··· Geselecteerd fragment ···

De parameter Berekenen Ja/Nee moet op Ja staan om de looncomponent aan te leveren in het PTG-bestand. Denk goed na of je de looncomponent op cao-niveau wilt laten berekenen. Als je dat doet, geldt de looncomponent voor alle medewerkers onder deze cao en stuurt Profit deze voor iedereen door naar Group S, waar de berekening plaatsvindt. Als je de looncomponent niet voor alle medewerkers binnen de cao wil berekenen, dan laat je Berekenen Ja/nee op Nee staan in de cao. In dat geval stel je de berekening in op een lager niveau. Bijvoorbeeld: Als je de looncomponent slechts voor één medewerker wil berekenen, regel je dit in via een mutatie op de medewerker.

Parameter Berekenen Ja/Nee instellen:

  1. Ga naar: HRM / Organisatie / Cao.
  2. Open de eigenschappen van de cao.
  3. Ga naar het tabblad: Looncomponent.
  4. Open de eigenschappen van de looncomponent.
  5. Ga naar het tabblad: Parameter.
  6. Open de eigenschappen van de parameter Berekenen Ja/Nee.

    In dit voorbeeld bereken je de looncomponent voor iedereen binnen de cao. Je stelt dit in via de eigenschappen van de cao.

  7. Ga naar het tabblad: Waarden.
  8. Klik op: Nieuw.
  9. Vul de begindatum in.
  10. Vink Toepassen aan.

  11. Klik op: Voltooien.
  12. Klik op: Opslaan en sluiten.

    De parameter krijgt de waarde Ja.

Vul ook de waarden van de andere parameters in als deze voor alle medewerkers binnen de cao gelden:

Parameterwaarden ingeven in cao:

  1. Ga naar: HRM / Organisatie / Cao.
  2. Open de eigenschappen van de cao.
  3. Ga naar het tabblad: Looncomponent.
  4. Open de eigenschappen van de looncomponent.
  5. Ga naar het tabblad: Parameter.
  6. Open de eigenschappen van de parameter.

    In dit voorbeeld is de parameter Eenheidswaarde gelijk voor alle medewerkers binnen de cao.

  7. Ga naar het tabblad: Waarden.
  8. Klik op: Nieuw.

··· Beschikbare gegevens ···

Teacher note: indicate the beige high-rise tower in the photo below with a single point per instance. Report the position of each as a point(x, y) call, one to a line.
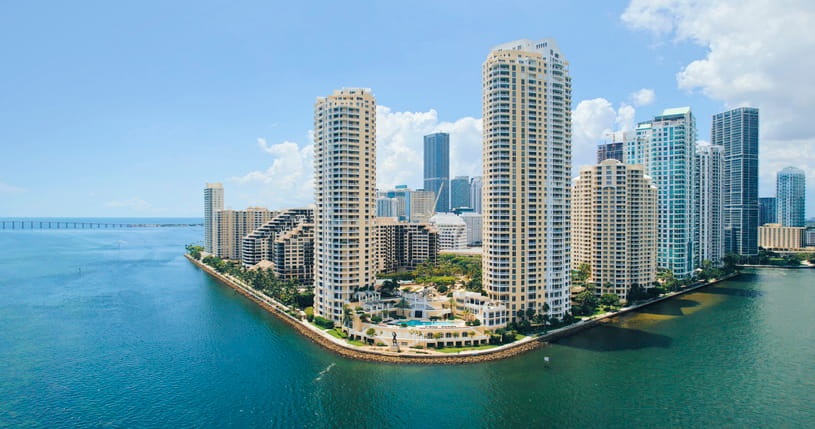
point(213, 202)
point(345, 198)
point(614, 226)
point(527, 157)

···
··· Beschikbare gegevens ···

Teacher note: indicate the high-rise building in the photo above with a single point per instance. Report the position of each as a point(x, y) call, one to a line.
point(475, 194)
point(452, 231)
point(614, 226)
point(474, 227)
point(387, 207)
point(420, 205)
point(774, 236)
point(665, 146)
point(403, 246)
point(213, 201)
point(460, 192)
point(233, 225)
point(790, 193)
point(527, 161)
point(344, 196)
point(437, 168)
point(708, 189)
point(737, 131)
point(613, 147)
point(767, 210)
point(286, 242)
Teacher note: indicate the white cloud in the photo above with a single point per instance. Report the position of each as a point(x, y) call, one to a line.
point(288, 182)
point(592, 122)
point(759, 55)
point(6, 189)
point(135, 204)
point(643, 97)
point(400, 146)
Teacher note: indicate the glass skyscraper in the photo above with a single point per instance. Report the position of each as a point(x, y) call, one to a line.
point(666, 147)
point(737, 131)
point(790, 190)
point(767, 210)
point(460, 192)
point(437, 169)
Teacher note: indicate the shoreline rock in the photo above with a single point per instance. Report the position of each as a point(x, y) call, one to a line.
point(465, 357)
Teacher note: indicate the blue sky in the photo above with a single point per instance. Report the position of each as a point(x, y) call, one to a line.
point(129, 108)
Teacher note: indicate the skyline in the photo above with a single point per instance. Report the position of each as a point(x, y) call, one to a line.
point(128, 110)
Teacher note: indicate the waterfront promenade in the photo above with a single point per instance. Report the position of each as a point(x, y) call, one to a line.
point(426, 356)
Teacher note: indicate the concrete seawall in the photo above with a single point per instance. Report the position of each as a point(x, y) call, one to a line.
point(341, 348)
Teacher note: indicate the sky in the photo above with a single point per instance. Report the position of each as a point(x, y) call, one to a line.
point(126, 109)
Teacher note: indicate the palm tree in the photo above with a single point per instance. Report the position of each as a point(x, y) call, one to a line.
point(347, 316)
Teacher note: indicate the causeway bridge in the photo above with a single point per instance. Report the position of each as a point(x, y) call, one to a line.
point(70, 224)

···
··· Beschikbare gegevens ···

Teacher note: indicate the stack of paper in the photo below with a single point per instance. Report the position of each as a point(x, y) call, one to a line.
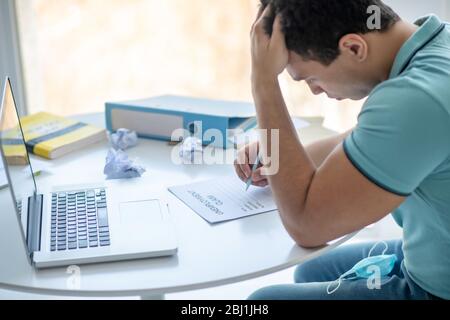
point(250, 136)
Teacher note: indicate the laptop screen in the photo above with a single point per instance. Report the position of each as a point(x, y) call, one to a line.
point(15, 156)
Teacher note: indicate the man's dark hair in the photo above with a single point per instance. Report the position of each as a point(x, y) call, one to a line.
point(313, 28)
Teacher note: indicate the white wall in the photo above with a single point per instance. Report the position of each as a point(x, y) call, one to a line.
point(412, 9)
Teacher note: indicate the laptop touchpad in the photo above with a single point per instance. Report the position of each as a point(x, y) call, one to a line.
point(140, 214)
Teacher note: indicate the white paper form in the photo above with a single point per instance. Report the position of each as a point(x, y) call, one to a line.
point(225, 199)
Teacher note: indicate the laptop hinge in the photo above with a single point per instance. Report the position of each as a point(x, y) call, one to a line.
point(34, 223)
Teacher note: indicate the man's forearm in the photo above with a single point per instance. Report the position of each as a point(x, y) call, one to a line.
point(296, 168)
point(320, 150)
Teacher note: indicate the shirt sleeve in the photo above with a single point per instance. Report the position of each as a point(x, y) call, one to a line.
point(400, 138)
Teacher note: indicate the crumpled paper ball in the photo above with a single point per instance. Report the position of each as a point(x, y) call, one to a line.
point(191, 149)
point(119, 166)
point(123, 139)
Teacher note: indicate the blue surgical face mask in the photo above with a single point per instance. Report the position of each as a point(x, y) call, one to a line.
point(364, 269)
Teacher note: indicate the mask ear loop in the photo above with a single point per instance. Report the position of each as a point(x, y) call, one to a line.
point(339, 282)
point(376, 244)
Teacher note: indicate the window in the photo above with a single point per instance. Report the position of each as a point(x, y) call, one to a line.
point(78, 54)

···

**Jouw opdrachten:**
a) Tel het aantal regels van de items waarin het woord "below" voorkomt, waarbij hoofdletters en kleine letters verschillend tellen. Noem alleen dat aantal.
b) Ga door met het fragment over looncomponenten in de cao, te beginnen na de laatste regel die er staat.
De items hebben niets te maken met het fragment over looncomponenten in de cao.

**Antwoorden:**
a) 2

b)
  9. Vul de begindatum en de waarde in.

    Je vult 2,10 in als Eenheidswaarde.

  10. Klik op: Voltooien.
  11. Klik op: Opslaan en sluiten.

De parameters Berekenen Ja/Nee en Eenheidswaarde zijn ingevuld.

Looncomponent muteren

Als een parameterwaarde niet voor alle medewerkers binnen de cao geldt, vul je de waarde op een lager niveau in. Dit kan op het niveau van de werkgever, de medewerker of de loonmutatie. Om een parameter op een ander niveau vast te leggen, vink je in de eigenschappen van de parameter het gewenste mutatieniveau aan.

Mutatieniveau instellen:

  1. Ga naar: HRM / Organisatie / Cao.
  2. Open de eigenschappen van de cao.
  3. Ga naar het tabblad: Looncomponent.
  4. Open de weergave: Alle looncomponenten.
  5. Open de eigenschappen van de looncomponent.
  6. Ga naar het tabblad: Parameter.
  7. Open de eigenschappen van de parameter waarop je het mutatieniveau wil instellen.
  8. Ga naar het tabblad: Algemeen.
  9. Vink het gewenste mutatieniveau aan.

    In dit voorbeeld vink je Mutaties bij medewerker toestaan aan.

  10. Klik op: Opslaan en sluiten.

Looncomponent boeken op medewerker:

  1. Ga naar: HRM / Medewerker / Medewerker.
  2. Open de eigenschappen van de medewerker.
  3. Ga naar het tabblad: Looncomponent.
  4. Klik op: Nieuw.
  5. Selecteer de looncomponent waarop je de boeking wil doen.

    De looncomponent staat in de weergave als Mutaties bij medewerker toestaan aangevinkt is op cao-niveau.

  6. Klik op: Voltooien.

    Profit opent het tabblad Parameter.

  7. Open de eigenschappen van de parameter waarbij je de waarde wil ingeven.
  8. Klik op: Nieuw.
  9. Vul de gegevens in.
  10. Klik op: Voltooien.
  11. Klik op: Opslaan en sluiten.

    De waarde van deze parameter staat in het overzicht van de looncomponenten van de medewerker.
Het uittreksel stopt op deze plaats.